### Aufgabenziel
Aktualisieren Sie den Auszug ab der Stelle mit „VVG § 81 § 28;“ bis einschließlich „Kenntnisse dazu verfügen.“, indem Sie „Blutprobe“ durch „Urinprobe“ ersetzen. Geben Sie diesen Abschnitt anschließend vollständig wieder.

VVG § 81 § 28; AKB A 2.9.1 D 1.2
Leitsatz
1. Allein die Feststellung von Psychopharmakaspuren in einer einem Versicherungsnehmer nach einem Unfall entnommenen Blutprobe genügt für die Annahme vorsätzlicher oder grob fahrlässiger Herbeiführung des Versicherungsfalls nicht.
2. Die Erben eines Versicherungsnehmers trifft grundsätzlich keine sekundäre Darlegungslast zu Zeitpunkt und Maß des Konsums von Rauschmitteln durch den Versicherungsnehmer, soweit nicht festzustellen ist, dass sie über tatsächliche Kenntnisse dazu verfügen.
(Leitsätze der Schriftleitung)

### Angezeigte Daten

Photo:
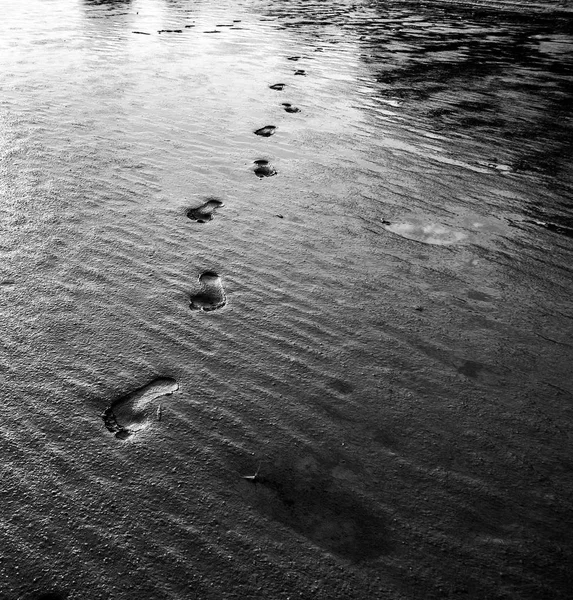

### Antwort zur Aufgabe
VVG § 81 § 28; AKB A 2.9.1 D 1.2
Leitsatz
1. Allein die Feststellung von Psychopharmakaspuren in einer einem Versicherungsnehmer nach einem Unfall entnommenen Urinprobe genügt für die Annahme vorsätzlicher oder grob fahrlässiger Herbeiführung des Versicherungsfalls nicht.
2. Die Erben eines Versicherungsnehmers trifft grundsätzlich keine sekundäre Darlegungslast zu Zeitpunkt und Maß des Konsums von Rauschmitteln durch den Versicherungsnehmer, soweit nicht festzustellen ist, dass sie über tatsächliche Kenntnisse dazu verfügen.